### Qué hacer
Repite palabra por palabra el fragmento del texto sobre las patentes de las vacunas que va desde "De ahí que cuando" hasta "(y necesarios) negocios.".

### Texto de lectura
○ ○ ○ ○ ○

De ahí que cuando India y Sudáfrica han insistido estos meses en suplicar la exención de los derechos de la propiedad intelectual de las vacunas, consiguiendo que el presidente estadounidense, Joe Biden, diga finalmente «Yes», la canciller teutona, Angela Merkel, ha respondido «Nein».
Pero ese rotundo «No» que aún retumba en la Cancillería de Berlín va más allá de lo que haga o no el imprudente Modi o de la firme postura de Merkel. La suspensión temporal de las patentes para que los países en vías de desarrollo puedan fabricar sus propias vacunas contra el Covid es un debate universal, que debe decidirse en el marco de la Organización Mundial del Comercio (OMC) y que ha irritado sobremanera a los grandes protagonistas: las farmacéuticas y sus millonarios (y necesarios) negocios.

○ ○ ○ ○ ○

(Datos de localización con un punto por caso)

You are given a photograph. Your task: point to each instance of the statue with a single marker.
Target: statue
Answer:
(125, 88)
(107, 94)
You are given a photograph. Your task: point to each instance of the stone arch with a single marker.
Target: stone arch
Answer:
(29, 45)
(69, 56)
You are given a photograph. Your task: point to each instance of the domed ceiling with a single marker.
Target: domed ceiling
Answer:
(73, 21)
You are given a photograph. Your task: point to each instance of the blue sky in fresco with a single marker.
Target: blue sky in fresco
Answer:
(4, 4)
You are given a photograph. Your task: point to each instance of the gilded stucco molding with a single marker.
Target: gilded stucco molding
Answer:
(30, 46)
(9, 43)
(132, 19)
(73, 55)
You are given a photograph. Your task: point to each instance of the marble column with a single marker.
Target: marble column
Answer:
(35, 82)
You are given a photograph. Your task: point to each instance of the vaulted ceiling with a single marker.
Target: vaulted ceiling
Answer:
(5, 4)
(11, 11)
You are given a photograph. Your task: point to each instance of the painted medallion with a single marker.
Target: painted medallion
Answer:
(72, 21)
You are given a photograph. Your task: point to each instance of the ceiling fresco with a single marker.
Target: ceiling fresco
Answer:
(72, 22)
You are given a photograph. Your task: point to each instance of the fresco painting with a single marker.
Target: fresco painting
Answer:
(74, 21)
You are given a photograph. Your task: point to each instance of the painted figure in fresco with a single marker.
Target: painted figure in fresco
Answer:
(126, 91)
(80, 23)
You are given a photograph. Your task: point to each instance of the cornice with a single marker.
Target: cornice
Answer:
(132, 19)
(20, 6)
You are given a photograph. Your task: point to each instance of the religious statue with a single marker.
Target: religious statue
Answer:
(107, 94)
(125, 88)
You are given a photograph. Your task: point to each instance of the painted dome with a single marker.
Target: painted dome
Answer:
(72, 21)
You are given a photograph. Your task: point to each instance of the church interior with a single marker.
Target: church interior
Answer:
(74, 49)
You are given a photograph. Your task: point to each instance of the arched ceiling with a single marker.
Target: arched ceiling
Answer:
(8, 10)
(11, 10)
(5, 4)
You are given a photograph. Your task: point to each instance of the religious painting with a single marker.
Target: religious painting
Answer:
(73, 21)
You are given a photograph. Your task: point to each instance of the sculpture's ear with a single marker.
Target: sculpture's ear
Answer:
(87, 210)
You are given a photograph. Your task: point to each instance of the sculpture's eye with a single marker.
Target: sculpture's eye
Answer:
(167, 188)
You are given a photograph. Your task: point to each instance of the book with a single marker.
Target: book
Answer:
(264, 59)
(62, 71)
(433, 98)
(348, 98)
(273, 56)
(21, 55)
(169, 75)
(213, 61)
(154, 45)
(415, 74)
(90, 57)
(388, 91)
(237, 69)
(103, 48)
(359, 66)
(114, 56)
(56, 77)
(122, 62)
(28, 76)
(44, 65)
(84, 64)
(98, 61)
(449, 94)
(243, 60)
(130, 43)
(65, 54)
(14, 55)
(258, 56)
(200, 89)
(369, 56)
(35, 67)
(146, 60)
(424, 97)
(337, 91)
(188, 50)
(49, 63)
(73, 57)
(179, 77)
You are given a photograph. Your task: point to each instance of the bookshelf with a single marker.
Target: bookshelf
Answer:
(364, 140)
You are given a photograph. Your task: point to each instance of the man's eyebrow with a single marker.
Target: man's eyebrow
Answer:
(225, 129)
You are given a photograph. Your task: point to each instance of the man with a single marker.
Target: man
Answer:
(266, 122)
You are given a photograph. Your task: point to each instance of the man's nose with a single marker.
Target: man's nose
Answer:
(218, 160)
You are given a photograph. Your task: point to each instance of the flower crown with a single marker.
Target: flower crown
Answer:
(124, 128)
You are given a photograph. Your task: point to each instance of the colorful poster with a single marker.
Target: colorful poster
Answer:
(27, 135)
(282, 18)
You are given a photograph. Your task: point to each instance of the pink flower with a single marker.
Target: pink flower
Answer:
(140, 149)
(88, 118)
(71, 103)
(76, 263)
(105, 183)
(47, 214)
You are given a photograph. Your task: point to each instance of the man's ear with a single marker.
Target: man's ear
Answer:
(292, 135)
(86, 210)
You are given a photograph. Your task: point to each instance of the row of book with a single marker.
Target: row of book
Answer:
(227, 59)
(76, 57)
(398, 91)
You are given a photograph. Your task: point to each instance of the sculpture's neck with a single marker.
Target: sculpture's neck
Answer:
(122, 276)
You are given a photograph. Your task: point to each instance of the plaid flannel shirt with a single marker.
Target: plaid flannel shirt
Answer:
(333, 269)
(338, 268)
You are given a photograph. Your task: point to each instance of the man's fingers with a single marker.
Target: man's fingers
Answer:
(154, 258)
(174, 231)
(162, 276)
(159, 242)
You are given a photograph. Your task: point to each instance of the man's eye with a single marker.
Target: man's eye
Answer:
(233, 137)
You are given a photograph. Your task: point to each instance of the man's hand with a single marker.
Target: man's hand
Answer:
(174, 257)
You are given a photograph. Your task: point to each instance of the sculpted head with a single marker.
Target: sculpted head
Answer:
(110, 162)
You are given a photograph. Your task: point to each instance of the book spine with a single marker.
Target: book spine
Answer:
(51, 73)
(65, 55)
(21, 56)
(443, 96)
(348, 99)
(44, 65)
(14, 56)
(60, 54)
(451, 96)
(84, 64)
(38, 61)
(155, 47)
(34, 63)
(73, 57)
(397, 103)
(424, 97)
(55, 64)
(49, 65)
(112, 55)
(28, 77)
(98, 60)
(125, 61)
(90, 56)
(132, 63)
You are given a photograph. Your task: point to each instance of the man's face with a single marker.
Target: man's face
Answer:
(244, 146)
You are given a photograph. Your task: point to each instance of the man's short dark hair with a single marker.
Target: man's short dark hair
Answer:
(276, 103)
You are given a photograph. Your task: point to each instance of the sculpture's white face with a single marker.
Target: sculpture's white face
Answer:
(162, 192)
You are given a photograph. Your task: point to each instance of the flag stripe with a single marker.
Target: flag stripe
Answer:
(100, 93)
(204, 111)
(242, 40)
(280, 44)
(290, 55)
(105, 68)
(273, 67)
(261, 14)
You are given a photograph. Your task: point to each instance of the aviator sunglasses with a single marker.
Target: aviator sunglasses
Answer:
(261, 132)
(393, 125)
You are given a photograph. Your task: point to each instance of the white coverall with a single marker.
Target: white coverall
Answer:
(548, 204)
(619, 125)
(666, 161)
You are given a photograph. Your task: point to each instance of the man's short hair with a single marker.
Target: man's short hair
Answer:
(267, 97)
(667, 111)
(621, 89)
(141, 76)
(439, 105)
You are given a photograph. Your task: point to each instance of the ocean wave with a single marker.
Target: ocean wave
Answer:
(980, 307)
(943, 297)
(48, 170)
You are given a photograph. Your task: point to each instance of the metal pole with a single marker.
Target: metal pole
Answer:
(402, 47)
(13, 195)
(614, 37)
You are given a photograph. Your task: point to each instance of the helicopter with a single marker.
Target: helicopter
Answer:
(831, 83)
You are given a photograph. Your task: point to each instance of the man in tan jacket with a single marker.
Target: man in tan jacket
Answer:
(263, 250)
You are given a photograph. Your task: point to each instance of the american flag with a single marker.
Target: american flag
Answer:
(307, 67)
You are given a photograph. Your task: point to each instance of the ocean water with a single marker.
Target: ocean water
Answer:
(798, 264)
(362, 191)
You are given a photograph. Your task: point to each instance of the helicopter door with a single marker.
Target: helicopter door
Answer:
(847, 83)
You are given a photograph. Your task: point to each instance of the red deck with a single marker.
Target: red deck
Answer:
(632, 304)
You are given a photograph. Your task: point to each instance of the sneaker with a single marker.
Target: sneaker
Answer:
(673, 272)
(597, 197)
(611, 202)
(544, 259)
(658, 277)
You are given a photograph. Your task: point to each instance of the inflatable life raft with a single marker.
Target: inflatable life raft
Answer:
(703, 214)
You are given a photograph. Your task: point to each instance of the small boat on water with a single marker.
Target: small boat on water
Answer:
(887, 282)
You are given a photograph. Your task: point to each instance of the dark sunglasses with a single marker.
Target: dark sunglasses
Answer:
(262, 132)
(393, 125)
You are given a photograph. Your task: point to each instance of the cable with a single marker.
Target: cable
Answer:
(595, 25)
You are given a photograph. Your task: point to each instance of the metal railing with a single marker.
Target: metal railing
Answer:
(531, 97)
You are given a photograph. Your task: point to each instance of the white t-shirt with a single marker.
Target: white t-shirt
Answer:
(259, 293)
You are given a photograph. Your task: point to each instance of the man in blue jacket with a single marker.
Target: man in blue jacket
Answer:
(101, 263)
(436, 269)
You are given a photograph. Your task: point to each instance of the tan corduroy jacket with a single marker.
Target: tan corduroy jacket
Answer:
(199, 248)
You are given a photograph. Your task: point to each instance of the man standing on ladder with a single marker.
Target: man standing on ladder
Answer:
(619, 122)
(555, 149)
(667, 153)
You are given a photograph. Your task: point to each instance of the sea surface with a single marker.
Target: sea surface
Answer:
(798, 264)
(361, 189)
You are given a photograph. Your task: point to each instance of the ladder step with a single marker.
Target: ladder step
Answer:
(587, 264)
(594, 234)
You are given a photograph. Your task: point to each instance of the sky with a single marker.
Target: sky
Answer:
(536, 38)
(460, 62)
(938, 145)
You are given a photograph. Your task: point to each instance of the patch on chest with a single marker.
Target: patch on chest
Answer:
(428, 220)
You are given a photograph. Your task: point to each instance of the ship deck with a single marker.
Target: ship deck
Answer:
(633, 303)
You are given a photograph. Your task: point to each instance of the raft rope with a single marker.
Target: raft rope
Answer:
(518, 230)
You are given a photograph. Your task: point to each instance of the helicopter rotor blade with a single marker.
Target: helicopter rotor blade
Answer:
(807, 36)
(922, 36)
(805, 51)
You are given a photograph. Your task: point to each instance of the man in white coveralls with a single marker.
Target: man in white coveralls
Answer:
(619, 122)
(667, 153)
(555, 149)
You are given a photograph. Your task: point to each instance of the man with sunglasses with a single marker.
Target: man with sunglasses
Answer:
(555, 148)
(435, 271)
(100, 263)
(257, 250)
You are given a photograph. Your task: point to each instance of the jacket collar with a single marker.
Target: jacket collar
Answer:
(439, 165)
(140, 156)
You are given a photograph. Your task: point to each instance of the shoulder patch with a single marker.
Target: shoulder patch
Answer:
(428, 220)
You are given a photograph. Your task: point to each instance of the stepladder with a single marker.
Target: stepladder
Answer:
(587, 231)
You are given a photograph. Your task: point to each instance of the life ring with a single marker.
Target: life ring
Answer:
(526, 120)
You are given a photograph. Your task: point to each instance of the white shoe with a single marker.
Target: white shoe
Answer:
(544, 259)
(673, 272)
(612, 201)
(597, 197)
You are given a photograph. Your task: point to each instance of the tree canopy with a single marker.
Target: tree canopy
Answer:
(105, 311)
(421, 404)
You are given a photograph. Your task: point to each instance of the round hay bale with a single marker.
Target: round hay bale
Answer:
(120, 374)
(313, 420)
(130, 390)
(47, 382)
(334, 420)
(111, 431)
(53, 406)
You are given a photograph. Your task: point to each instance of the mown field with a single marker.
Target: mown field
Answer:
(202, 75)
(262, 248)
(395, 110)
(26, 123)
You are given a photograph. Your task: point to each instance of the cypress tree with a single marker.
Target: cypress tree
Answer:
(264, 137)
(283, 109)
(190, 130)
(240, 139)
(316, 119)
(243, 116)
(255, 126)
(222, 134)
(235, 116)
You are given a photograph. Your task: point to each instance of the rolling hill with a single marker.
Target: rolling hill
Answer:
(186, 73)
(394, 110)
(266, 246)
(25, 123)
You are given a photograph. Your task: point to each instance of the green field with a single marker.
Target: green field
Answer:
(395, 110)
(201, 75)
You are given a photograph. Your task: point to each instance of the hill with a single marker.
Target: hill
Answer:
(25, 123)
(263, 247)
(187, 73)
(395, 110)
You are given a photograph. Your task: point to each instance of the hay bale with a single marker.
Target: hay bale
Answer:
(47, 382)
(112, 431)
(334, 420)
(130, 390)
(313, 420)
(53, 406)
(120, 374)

○ ○ ○ ○ ○

### Resultado
De ahí que cuando India y Sudáfrica han insistido estos meses en suplicar la exención de los derechos de la propiedad intelectual de las vacunas, consiguiendo que el presidente estadounidense, Joe Biden, diga finalmente «Yes», la canciller teutona, Angela Merkel, ha respondido «Nein».
Pero ese rotundo «No» que aún retumba en la Cancillería de Berlín va más allá de lo que haga o no el imprudente Modi o de la firme postura de Merkel. La suspensión temporal de las patentes para que los países en vías de desarrollo puedan fabricar sus propias vacunas contra el Covid es un debate universal, que debe decidirse en el marco de la Organización Mundial del Comercio (OMC) y que ha irritado sobremanera a los grandes protagonistas: las farmacéuticas y sus millonarios (y necesarios) negocios.